CHALLENGES
A. In the snowblower bedliner thread, how fast does one reply say the impeller spins?
B. Continue the snowblower bedliner thread from the point where it stops.

TEXT SECTION
# Bedliner Spray within Auger / Impeller ??



## crosis38 (Dec 15, 2012)

The images below are from my new Toro snowblower after 10 uses. You can see the paint within the impeller area has been scraped away and the exposed metal has deep gouges within it. Talk about a beating.

Was wondering if anyone has tried truck bedliner or something equally resilient which is SMOOTH within this area to greatly reduce / eliminate wear within the impeller and auger area.


----------



## Kiss4aFrog (Nov 3, 2013)

I've tried bedliner on mower decks and it just doesn't stand up very well. One season and it's looking pretty torn up. IMHO it sure wasn't worth the time to prep & apply and cost.
Using a 5 gal pail and cutting enough material to line it might be an option if you really wanted to invest the effort. That or touch it up with red epoxy spray each year.


----------



## crosis38 (Dec 15, 2012)

Kiss4aFrog said:


> I've tried bedliner on mower decks and it just doesn't stand up very well. One season and it's looking pretty torn up. IMHO it sure wasn't worth the time to prep & apply and cost.
> Using a 5 gal pail and cutting enough material to line it might be an option if you really wanted to invest the effort. That or touch it up with red epoxy spray each year.


Terrific that you tried it. Much appreciated for the info. I think the yearly epoxy spray idea may be better for me.


----------



## tpenfield (Feb 24, 2015)

Most impeller housings loose their coating (paint or powder) pretty quickly, so not much that you can do. Every leaf, twig, pebble, ice chunk that gets ingested becomes an abrasive against the housing. The snow itself is actually abrasive. Not much is going to stick nor stay in place with the impeller spinning at about 1100-1200 RPM ( about 60 ft/second at the blade tip)

PROVIDED DATA
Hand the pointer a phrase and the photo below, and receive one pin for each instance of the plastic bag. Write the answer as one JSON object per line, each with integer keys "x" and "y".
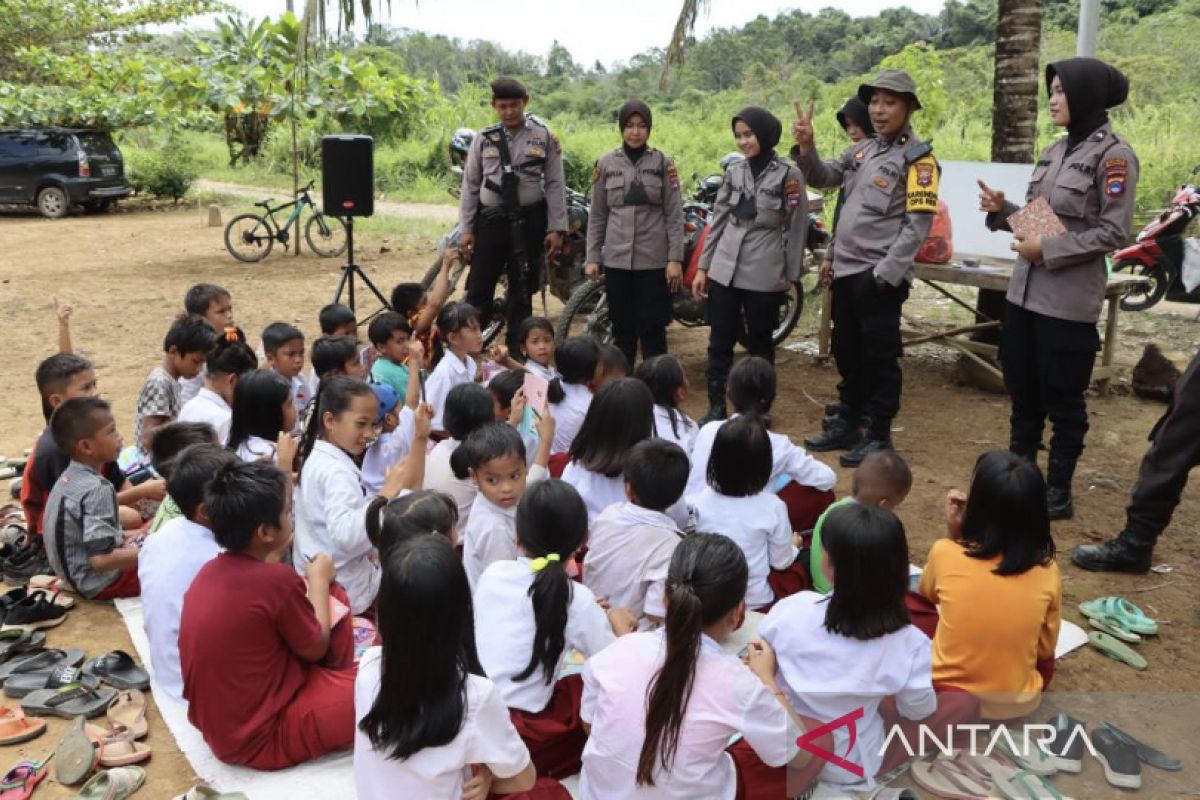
{"x": 939, "y": 246}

ANSWERS TO THE EXERCISE
A. About 1100-1200 RPM, or about 60 ft/second at the blade tip.

B.
The good news is that there is very little clearance between the impeller blade and the housing, so the throwing distance is probably decent.

I would just spray the impeller housing with cooking spray or silicone lube to fend off rust. It will be a bit tricky to paint the housing internals without disassembling the auger/impeller mechanism, but probably do-able.


----------



## 351beno (Oct 12, 2017)

I say fluid film it does wear off in use but you can use it before, during, and after the season. It's super easy to spray on. It keeps the moisture from the metal like paint does. But the problem with repainting is if theres rust under the paint the bond is no good. Even the so called paint over rust paint will fail if you dont do alot of prep work and cleaning.


----------



## Blackstar (Dec 27, 2010)

351beno said:


> I say fluid film it does wear off in use but you can use it before, during, and after the season. It's super easy to sprays on. It keeps the moisture from the metal like paint does. But the problem with repainting it is if theres rust under the paint the bond is no good. Even the so called paint over rust paint will fail if you dont do alot of prep work and cleaning.


Fluid film gets my vote. Great stuff. Great for off season storage too.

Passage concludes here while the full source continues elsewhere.